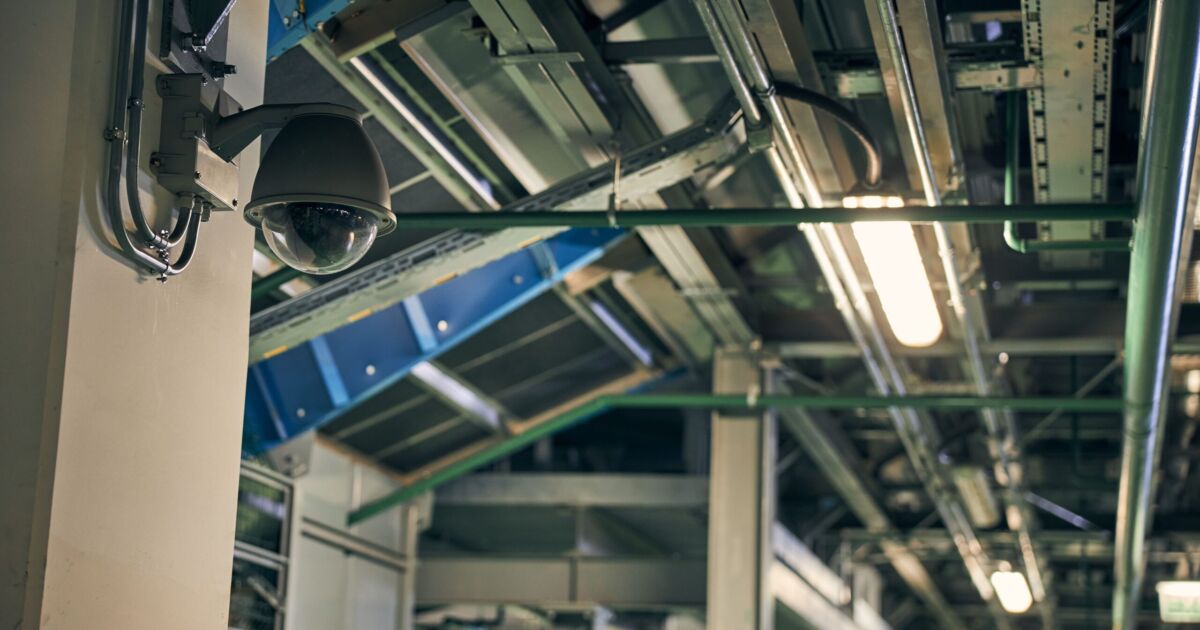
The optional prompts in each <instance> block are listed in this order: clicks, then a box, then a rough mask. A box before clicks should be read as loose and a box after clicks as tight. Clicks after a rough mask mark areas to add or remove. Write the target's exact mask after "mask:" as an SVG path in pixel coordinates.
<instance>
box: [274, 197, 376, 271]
mask: <svg viewBox="0 0 1200 630" xmlns="http://www.w3.org/2000/svg"><path fill="white" fill-rule="evenodd" d="M378 230H379V220H378V218H377V217H374V216H373V215H371V214H370V212H366V211H362V210H356V209H353V208H347V206H344V205H334V204H320V203H293V204H278V205H275V206H271V208H268V209H265V211H264V212H263V236H264V238H265V239H266V245H268V246H270V247H271V251H272V252H275V256H278V257H280V260H282V262H283V263H286V264H287V265H289V266H293V268H295V269H299V270H300V271H304V272H306V274H318V275H319V274H334V272H337V271H342V270H344V269H347V268H349V266H350V265H353V264H354V263H358V262H359V259H361V258H362V256H364V254H365V253H367V250H370V248H371V244H372V242H374V238H376V233H377V232H378Z"/></svg>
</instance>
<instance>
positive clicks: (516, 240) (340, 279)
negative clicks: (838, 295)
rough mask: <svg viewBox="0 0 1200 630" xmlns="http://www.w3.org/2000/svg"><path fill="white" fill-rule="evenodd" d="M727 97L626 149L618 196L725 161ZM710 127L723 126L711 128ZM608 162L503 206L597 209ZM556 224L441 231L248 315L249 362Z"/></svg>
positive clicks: (435, 285)
mask: <svg viewBox="0 0 1200 630" xmlns="http://www.w3.org/2000/svg"><path fill="white" fill-rule="evenodd" d="M732 115H733V108H732V103H727V104H722V106H720V107H718V108H716V109H715V110H714V112H713V114H712V116H710V118H709V119H707V120H704V121H702V122H700V124H696V125H694V126H691V127H688V128H685V130H683V131H680V132H677V133H673V134H671V136H667V137H666V138H662V139H660V140H656V142H653V143H649V144H647V145H646V146H642V148H640V149H638V150H636V151H631V152H630V154H628V155H626V156H624V157H623V158H622V191H623V192H622V194H623V196H628V197H629V198H636V197H641V196H644V194H649V193H653V192H654V191H658V190H660V188H662V187H665V186H670V185H672V184H674V182H677V181H680V180H684V179H686V178H689V176H691V175H692V174H694V173H696V172H697V170H703V169H706V168H710V167H712V166H714V164H718V163H720V162H722V161H724V160H727V158H728V157H731V156H732V155H733V152H734V151H736V149H737V137H736V136H734V134H733V133H732V130H731V127H730V122H731V118H732ZM714 131H724V133H715V134H714ZM612 169H613V166H612V164H604V166H600V167H596V168H593V169H589V170H586V172H582V173H580V174H577V175H575V176H572V178H569V179H568V180H565V181H563V182H560V184H557V185H556V186H553V187H551V188H547V190H545V191H542V192H541V193H538V194H534V196H532V197H527V198H524V199H522V200H520V202H515V203H512V204H509V205H506V206H504V208H503V209H502V211H511V212H518V211H521V210H534V209H539V210H548V209H558V210H571V209H599V208H605V206H606V205H607V197H608V194H610V191H611V188H612ZM558 232H562V229H560V228H545V229H542V228H514V229H506V230H499V232H490V233H468V232H446V233H443V234H440V235H438V236H436V238H433V239H430V240H427V241H425V242H421V244H419V245H416V246H414V247H410V248H408V250H404V251H401V252H397V253H395V254H392V256H390V257H388V258H384V259H382V260H378V262H376V263H372V264H370V265H367V266H365V268H362V269H360V270H358V271H354V272H352V274H348V275H346V276H342V277H340V278H337V280H336V281H332V282H328V283H325V284H322V286H320V287H319V288H317V289H314V290H311V292H308V293H305V294H304V295H301V296H299V298H296V299H293V300H288V301H286V302H283V304H280V305H277V306H275V307H271V308H268V310H265V311H260V312H258V313H254V316H253V317H252V318H251V330H250V335H251V340H250V355H251V361H258V360H262V359H264V358H265V356H266V355H268V354H272V353H276V352H280V349H281V348H289V347H294V346H296V344H298V343H302V342H305V341H308V340H311V338H313V337H316V336H318V335H322V334H324V332H328V331H330V330H332V329H335V328H337V326H340V325H343V324H344V323H347V322H349V320H353V319H356V318H361V317H365V316H366V314H370V313H371V312H374V311H377V310H380V308H384V307H388V306H391V305H394V304H396V302H400V301H402V300H403V299H406V298H409V296H412V295H416V294H419V293H420V292H422V290H425V289H427V288H430V287H433V286H436V284H438V283H439V282H444V281H445V280H448V278H450V277H454V276H456V275H458V274H462V272H466V271H469V270H470V269H474V268H476V266H480V265H484V264H486V263H488V262H491V260H494V259H497V258H499V257H502V256H504V254H506V253H509V252H514V251H517V250H520V248H521V247H524V246H527V245H530V244H533V242H535V241H538V240H540V239H545V238H548V236H551V235H553V234H556V233H558Z"/></svg>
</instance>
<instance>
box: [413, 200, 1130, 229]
mask: <svg viewBox="0 0 1200 630" xmlns="http://www.w3.org/2000/svg"><path fill="white" fill-rule="evenodd" d="M1133 212H1134V208H1133V204H1044V205H1024V206H1004V205H942V206H934V208H922V206H906V208H889V209H887V210H886V211H880V210H877V209H871V208H841V206H836V208H834V206H827V208H720V209H712V210H691V209H676V210H624V211H604V210H572V211H570V212H563V211H557V210H520V211H512V212H487V214H479V212H402V214H400V215H397V216H396V227H397V228H400V229H404V228H409V229H503V228H535V227H564V228H610V227H611V228H632V227H653V226H684V227H710V228H712V227H727V226H799V224H804V223H870V222H895V221H904V222H910V223H940V222H941V223H946V222H949V223H998V222H1001V221H1004V220H1006V218H1008V217H1021V218H1022V220H1030V221H1055V220H1057V218H1061V217H1070V218H1079V217H1084V218H1085V220H1086V218H1091V217H1104V218H1110V217H1123V218H1133Z"/></svg>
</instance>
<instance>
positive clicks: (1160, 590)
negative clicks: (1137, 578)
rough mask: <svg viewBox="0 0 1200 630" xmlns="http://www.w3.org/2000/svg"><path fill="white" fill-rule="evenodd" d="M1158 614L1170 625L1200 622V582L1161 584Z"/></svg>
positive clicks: (1159, 597)
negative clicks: (1169, 623)
mask: <svg viewBox="0 0 1200 630" xmlns="http://www.w3.org/2000/svg"><path fill="white" fill-rule="evenodd" d="M1154 589H1156V590H1158V614H1159V616H1160V617H1162V618H1163V620H1164V622H1168V623H1187V622H1200V582H1182V581H1178V582H1176V581H1168V582H1159V583H1158V584H1157V586H1156V587H1154Z"/></svg>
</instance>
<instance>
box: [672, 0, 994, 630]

+-------+

• [What this task involves]
Reproduce all of the data above verbatim, leaving the pictures out of your answer.

• [Exercise output]
The optional prompts in each <instance> block are listed in this order: clicks, then a box, then a rough mask. A box before clicks should be read as loose and a box after clicks as tight. Clicks after a rough mask mark areas to add or remove. Write the target's exact mask after "mask:" as an SVG path in pixel coordinates.
<instance>
box: [274, 197, 376, 271]
mask: <svg viewBox="0 0 1200 630" xmlns="http://www.w3.org/2000/svg"><path fill="white" fill-rule="evenodd" d="M378 230H379V220H378V218H377V217H374V216H373V215H371V214H370V212H366V211H362V210H356V209H353V208H347V206H344V205H334V204H320V203H293V204H278V205H275V206H271V208H268V209H265V211H264V212H263V236H264V238H265V239H266V245H268V246H270V247H271V251H272V252H275V256H278V257H280V260H282V262H283V263H286V264H287V265H289V266H293V268H295V269H299V270H300V271H304V272H306V274H318V275H319V274H334V272H337V271H342V270H344V269H347V268H349V266H350V265H353V264H354V263H358V262H359V259H361V258H362V256H364V254H365V253H367V250H370V248H371V244H372V242H374V238H376V233H377V232H378Z"/></svg>
</instance>
<instance>
positive clicks: (516, 240) (340, 279)
negative clicks: (838, 295)
rough mask: <svg viewBox="0 0 1200 630" xmlns="http://www.w3.org/2000/svg"><path fill="white" fill-rule="evenodd" d="M727 97L626 149L618 196L725 161ZM710 127L723 126L711 128ZM608 162L503 206L597 209ZM556 224L441 231L248 315L249 362Z"/></svg>
positive clicks: (435, 285)
mask: <svg viewBox="0 0 1200 630" xmlns="http://www.w3.org/2000/svg"><path fill="white" fill-rule="evenodd" d="M732 115H733V108H732V103H727V104H722V106H720V107H718V108H716V109H715V110H714V112H713V114H712V116H710V118H709V119H707V120H704V121H702V122H700V124H696V125H694V126H691V127H688V128H685V130H683V131H680V132H677V133H673V134H671V136H667V137H666V138H662V139H660V140H656V142H653V143H649V144H647V145H646V146H642V148H640V149H638V150H636V151H631V152H630V154H628V155H626V156H624V157H623V158H622V191H623V192H622V194H623V196H628V197H629V198H636V197H641V196H644V194H649V193H653V192H654V191H658V190H660V188H662V187H665V186H670V185H672V184H674V182H677V181H680V180H684V179H686V178H689V176H691V175H692V174H694V173H696V172H697V170H703V169H706V168H710V167H712V166H714V164H718V163H720V162H722V161H724V160H727V158H728V157H731V156H732V155H733V152H734V151H736V149H737V137H736V136H734V134H733V133H732V130H731V127H730V122H731V118H732ZM714 131H724V133H715V134H714ZM612 169H613V166H612V164H604V166H600V167H596V168H593V169H589V170H586V172H582V173H580V174H577V175H575V176H572V178H569V179H568V180H565V181H563V182H560V184H557V185H556V186H553V187H551V188H547V190H545V191H542V192H541V193H538V194H534V196H532V197H527V198H524V199H522V200H520V202H515V203H512V204H509V205H506V206H504V208H503V209H502V211H511V212H518V211H521V210H534V209H539V210H548V209H558V210H571V209H599V208H605V206H606V205H607V197H608V194H610V191H611V188H612ZM558 232H562V229H560V228H545V229H542V228H514V229H506V230H499V232H490V233H468V232H446V233H443V234H440V235H438V236H436V238H433V239H430V240H427V241H425V242H421V244H419V245H416V246H414V247H410V248H408V250H404V251H401V252H397V253H395V254H392V256H390V257H388V258H384V259H382V260H378V262H376V263H372V264H370V265H367V266H365V268H362V269H360V270H358V271H354V272H352V274H348V275H346V276H342V277H340V278H337V280H336V281H332V282H328V283H325V284H322V286H320V287H319V288H317V289H314V290H311V292H308V293H305V294H304V295H301V296H299V298H296V299H293V300H288V301H286V302H283V304H280V305H277V306H275V307H271V308H268V310H265V311H260V312H258V313H254V316H253V317H252V318H251V330H250V335H251V340H250V355H251V361H258V360H262V359H264V358H265V356H266V355H268V354H272V353H276V352H280V349H281V348H289V347H294V346H296V344H298V343H302V342H305V341H308V340H311V338H313V337H316V336H318V335H322V334H324V332H328V331H330V330H332V329H335V328H337V326H340V325H343V324H344V323H347V322H349V320H353V319H356V318H361V317H365V316H366V314H370V313H371V312H374V311H377V310H380V308H384V307H388V306H391V305H394V304H396V302H400V301H402V300H403V299H406V298H409V296H412V295H416V294H419V293H420V292H422V290H425V289H427V288H430V287H433V286H436V284H438V283H439V282H444V281H445V280H448V278H450V277H454V276H456V275H458V274H462V272H466V271H469V270H470V269H474V268H476V266H480V265H484V264H486V263H488V262H491V260H494V259H497V258H499V257H502V256H504V254H506V253H509V252H514V251H517V250H520V248H521V247H524V246H527V245H530V244H533V242H535V241H538V240H540V239H545V238H548V236H551V235H553V234H556V233H558Z"/></svg>
</instance>
<instance>
box: [413, 200, 1130, 229]
mask: <svg viewBox="0 0 1200 630" xmlns="http://www.w3.org/2000/svg"><path fill="white" fill-rule="evenodd" d="M1133 212H1134V208H1133V204H1044V205H1024V206H1004V205H942V206H934V208H922V206H906V208H889V209H887V210H886V211H880V210H877V209H871V208H841V206H836V208H834V206H827V208H720V209H712V210H691V209H676V210H624V211H604V210H572V211H570V212H563V211H557V210H520V211H512V212H487V214H479V212H402V214H400V215H397V216H396V227H397V228H400V229H404V228H409V229H503V228H535V227H564V228H610V227H611V228H632V227H653V226H684V227H710V228H712V227H727V226H799V224H804V223H870V222H895V221H904V222H910V223H940V222H941V223H946V222H949V223H998V222H1001V221H1004V220H1006V218H1008V217H1021V218H1022V220H1030V221H1055V220H1057V218H1061V217H1070V218H1079V217H1084V218H1085V220H1086V218H1091V217H1104V218H1110V217H1123V218H1133Z"/></svg>
</instance>
<instance>
positive clicks: (1160, 590)
negative clicks: (1137, 578)
rough mask: <svg viewBox="0 0 1200 630" xmlns="http://www.w3.org/2000/svg"><path fill="white" fill-rule="evenodd" d="M1158 614L1170 625L1200 622V582L1161 584Z"/></svg>
positive clicks: (1159, 597)
negative clicks: (1169, 623)
mask: <svg viewBox="0 0 1200 630" xmlns="http://www.w3.org/2000/svg"><path fill="white" fill-rule="evenodd" d="M1154 589H1156V590H1158V614H1159V616H1160V617H1162V618H1163V620H1164V622H1168V623H1187V622H1200V582H1182V581H1178V582H1176V581H1168V582H1159V583H1158V584H1157V586H1156V587H1154Z"/></svg>
</instance>
<instance>
box: [672, 0, 994, 630]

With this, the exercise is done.